▸ **WHAT YOU SHOULD DO**: Please reproduce the entries exactly as they appear below, but not the pictures.

▸ **PROVIDED RECORDS**:

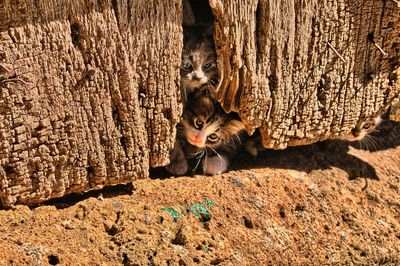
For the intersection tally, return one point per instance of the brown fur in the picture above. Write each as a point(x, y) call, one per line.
point(199, 66)
point(212, 143)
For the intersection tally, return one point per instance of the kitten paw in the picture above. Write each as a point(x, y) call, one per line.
point(215, 165)
point(177, 167)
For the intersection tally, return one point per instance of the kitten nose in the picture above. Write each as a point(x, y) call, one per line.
point(198, 75)
point(355, 132)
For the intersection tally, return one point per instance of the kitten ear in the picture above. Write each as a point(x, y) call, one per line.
point(235, 126)
point(208, 31)
point(386, 112)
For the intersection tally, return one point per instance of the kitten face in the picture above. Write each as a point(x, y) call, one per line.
point(206, 125)
point(362, 129)
point(199, 65)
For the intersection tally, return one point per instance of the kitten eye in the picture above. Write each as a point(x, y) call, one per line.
point(198, 123)
point(207, 66)
point(213, 137)
point(187, 66)
point(366, 126)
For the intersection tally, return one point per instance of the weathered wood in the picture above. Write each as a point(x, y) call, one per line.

▸ **RESPONSE TO THE EXERCISE**:
For the intersection tally, return one point per instance of the brown fur in the picture above. Write each as a point(x, y) call, one per line.
point(199, 66)
point(212, 143)
For the intersection tally, return one point per instance of the kitten paw in the picture above. Write each as a point(x, y) call, one per line.
point(215, 165)
point(177, 167)
For the intersection tally, return one point per instance of the kitten nose in the picture above. Write each as a point(x, y) call, one per line.
point(198, 75)
point(355, 132)
For the intersection tally, return one point per instance of the kitten ear in the picture above. Write each as a point(x, y) call, one per line.
point(235, 126)
point(208, 31)
point(386, 112)
For the intersection tally, return one point per instance of the kitten face in the picture above. Write each as a point(x, y) call, one per line.
point(206, 125)
point(362, 129)
point(199, 65)
For the intersection tally, return one point per instance of the kitten eye in the picture above. Write each as a point(x, y) call, one per line.
point(198, 123)
point(207, 66)
point(213, 137)
point(187, 66)
point(366, 126)
For the intersection tally, return one point per instance of the weathered wood in the picture above. Write each as a point(x, y) call, one per line.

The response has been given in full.